(Domande sul testo)
a. Rispondi alle domande seguenti sul brano dedicato alla saga dei Melrose.
(i) Chi ha tradotto il romanzo Lieto fine?
(ii) Quanti anni di lavoro hanno richiesto I Melrose?
(iii) A quale scrittore viene accostato l'autore inglese per il modo in cui insegue le sue ossessioni?
b. Estrai dal brano sulla saga dei Melrose tutto il testo compreso tra «Mentre la gente» e «è raro incontrare.», riportandolo senza alcuna modifica.

(Brano scelto)
===============

«Stavo pensando che una vita è solo la storia di tutto ciò cui prestiamo attenzione», dice Patrick, dopo aver raccontato la sua, in Lieto fine di Edward St.Aubyn (Neri Pozza, traduzione di Luca Briasco), quinto e ultimo romanzo di una saga che, in America e in Inghilterra (e adesso anche da noi), è stata giustamente definita un capolavoro. Il termine «capolavoro» oggi suona un po’ eccessivo, richiama perfino facili ironie, ma ha ancora un valore, basta non usarlo quasi mai. Per I Melrose vale la pena giocarsi il bonus. Vent’anni di lavoro, intanto: in un’epoca di instant book segnano la differenza.
Mentre la gente si affanna dietro ai capricci del mercato, c’è uno scrittore inglese che insegue in modo maniacale le sue ossessioni come Proust, e nessuno lo sposta da lì. Naturalmente questa tenacia, quasi patologica, non basta. Lo scarto lo segna una scrittura composta che scompone, puntuale fino a dare le vertigini. Nonostante la ricercatezza, non è mai maniera: se si legge la saga in modo autentico, ci si accorge che non esistono parole più sincere. E che, arrivati alla fine, I Melrose sono proprio questo: una struggente, terribile e costosissima, ricerca di verità. Più di mille pagine di verità, senza sconti, senza pause. Qualcosa che, in termini così estremi, è raro incontrare.

===============

[Voci salvate]
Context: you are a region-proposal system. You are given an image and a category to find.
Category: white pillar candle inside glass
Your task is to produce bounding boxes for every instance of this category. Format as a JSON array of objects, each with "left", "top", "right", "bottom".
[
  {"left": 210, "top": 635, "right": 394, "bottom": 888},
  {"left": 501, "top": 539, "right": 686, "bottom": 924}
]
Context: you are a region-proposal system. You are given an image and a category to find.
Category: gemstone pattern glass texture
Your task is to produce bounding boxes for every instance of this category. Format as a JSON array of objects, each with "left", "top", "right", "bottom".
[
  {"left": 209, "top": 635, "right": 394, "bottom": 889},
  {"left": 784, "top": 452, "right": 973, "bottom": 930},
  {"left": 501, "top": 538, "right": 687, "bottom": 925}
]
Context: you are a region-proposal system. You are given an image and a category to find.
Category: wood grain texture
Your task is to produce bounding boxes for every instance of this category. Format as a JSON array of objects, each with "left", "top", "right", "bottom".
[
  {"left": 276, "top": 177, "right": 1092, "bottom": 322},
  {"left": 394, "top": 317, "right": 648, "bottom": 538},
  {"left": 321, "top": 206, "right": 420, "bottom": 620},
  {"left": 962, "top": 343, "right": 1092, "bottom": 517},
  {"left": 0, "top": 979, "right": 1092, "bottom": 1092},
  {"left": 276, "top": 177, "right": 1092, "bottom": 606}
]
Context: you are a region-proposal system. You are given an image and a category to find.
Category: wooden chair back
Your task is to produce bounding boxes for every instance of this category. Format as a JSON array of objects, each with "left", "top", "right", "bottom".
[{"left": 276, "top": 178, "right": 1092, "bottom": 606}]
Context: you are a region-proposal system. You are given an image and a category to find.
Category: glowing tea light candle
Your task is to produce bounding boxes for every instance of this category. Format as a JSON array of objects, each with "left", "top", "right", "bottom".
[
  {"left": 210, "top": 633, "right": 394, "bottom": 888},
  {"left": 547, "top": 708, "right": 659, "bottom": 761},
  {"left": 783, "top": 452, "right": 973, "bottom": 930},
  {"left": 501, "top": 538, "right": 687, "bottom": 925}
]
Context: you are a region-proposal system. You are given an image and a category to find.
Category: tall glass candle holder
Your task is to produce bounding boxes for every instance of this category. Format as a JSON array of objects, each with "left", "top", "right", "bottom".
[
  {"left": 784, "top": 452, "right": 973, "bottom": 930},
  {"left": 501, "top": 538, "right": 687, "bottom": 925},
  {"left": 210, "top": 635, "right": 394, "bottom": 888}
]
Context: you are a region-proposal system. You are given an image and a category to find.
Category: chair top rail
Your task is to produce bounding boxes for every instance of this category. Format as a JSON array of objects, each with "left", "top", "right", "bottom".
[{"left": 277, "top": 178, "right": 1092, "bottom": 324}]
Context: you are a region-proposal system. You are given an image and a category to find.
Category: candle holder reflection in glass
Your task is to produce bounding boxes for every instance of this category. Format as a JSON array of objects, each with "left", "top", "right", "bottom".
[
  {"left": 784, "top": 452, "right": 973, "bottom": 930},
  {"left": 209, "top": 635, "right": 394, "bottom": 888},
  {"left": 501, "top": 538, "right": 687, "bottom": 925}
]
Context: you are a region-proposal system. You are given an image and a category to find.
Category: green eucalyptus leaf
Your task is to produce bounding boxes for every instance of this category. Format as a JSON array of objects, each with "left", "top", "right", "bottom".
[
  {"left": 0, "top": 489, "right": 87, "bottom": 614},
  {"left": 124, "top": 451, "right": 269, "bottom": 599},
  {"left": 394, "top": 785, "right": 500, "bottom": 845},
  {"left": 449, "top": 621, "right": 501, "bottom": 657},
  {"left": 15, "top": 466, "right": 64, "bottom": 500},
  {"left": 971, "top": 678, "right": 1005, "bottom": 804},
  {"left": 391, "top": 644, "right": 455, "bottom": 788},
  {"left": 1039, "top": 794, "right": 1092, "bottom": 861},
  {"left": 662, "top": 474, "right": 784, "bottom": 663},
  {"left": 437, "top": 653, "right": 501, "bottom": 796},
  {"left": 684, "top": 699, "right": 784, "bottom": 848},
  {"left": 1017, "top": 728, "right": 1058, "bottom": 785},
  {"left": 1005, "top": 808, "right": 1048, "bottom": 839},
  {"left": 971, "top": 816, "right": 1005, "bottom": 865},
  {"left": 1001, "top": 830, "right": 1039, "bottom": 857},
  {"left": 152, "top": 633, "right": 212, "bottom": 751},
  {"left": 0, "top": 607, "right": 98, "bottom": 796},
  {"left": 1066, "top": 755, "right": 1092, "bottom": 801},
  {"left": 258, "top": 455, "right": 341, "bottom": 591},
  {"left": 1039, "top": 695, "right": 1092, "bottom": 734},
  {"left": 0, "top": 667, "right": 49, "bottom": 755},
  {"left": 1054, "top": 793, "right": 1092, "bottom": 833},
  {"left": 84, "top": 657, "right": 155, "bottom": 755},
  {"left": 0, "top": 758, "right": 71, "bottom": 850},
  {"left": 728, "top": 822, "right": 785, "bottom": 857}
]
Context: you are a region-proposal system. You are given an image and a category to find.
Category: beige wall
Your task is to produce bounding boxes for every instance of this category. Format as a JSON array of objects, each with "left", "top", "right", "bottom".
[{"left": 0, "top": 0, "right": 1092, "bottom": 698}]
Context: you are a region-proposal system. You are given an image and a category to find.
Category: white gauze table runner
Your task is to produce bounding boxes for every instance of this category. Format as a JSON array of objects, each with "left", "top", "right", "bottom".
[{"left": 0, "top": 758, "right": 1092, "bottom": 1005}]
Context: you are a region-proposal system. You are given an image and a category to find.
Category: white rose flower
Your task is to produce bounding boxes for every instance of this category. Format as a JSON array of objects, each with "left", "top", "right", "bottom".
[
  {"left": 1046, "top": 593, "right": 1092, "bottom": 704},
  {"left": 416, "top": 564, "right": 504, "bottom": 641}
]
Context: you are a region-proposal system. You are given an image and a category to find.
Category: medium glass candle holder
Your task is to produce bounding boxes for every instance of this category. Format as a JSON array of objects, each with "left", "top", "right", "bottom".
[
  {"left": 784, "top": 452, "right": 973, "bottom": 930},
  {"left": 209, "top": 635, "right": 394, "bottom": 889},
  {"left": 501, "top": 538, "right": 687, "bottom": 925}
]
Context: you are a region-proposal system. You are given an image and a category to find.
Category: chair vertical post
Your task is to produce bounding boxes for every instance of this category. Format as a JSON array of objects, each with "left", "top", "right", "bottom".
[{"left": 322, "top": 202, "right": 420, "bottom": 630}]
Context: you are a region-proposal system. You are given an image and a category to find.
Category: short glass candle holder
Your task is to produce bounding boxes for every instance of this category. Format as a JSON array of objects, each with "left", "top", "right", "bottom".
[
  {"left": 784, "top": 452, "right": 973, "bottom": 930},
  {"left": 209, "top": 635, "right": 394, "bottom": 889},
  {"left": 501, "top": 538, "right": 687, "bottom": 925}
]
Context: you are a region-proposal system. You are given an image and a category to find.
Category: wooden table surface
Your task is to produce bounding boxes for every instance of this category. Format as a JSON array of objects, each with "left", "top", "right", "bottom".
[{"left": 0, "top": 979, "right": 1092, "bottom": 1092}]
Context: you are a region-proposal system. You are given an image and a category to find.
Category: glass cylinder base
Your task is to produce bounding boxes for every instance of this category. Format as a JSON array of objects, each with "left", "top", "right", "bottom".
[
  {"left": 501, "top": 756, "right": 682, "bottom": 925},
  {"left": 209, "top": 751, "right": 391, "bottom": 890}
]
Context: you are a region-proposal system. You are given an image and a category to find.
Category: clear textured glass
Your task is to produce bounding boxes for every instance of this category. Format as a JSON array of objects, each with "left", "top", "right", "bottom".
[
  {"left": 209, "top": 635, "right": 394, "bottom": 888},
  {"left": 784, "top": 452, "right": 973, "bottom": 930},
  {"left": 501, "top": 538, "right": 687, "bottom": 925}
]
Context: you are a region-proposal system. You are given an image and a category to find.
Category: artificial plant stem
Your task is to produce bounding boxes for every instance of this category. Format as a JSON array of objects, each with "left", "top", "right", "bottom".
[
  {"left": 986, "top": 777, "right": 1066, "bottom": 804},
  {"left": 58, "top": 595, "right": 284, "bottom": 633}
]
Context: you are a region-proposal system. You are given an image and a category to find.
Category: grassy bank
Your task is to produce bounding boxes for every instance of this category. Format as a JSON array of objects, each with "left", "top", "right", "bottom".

===============

(Soluzioni degli esercizi)
a.
(i) Luca Briasco.
(ii) Vent'anni.
(iii) A Proust.

b.
Mentre la gente si affanna dietro ai capricci del mercato, c’è uno scrittore inglese che insegue in modo maniacale le sue ossessioni come Proust, e nessuno lo sposta da lì. Naturalmente questa tenacia, quasi patologica, non basta. Lo scarto lo segna una scrittura composta che scompone, puntuale fino a dare le vertigini. Nonostante la ricercatezza, non è mai maniera: se si legge la saga in modo autentico, ci si accorge che non esistono parole più sincere. E che, arrivati alla fine, I Melrose sono proprio questo: una struggente, terribile e costosissima, ricerca di verità. Più di mille pagine di verità, senza sconti, senza pause. Qualcosa che, in termini così estremi, è raro incontrare.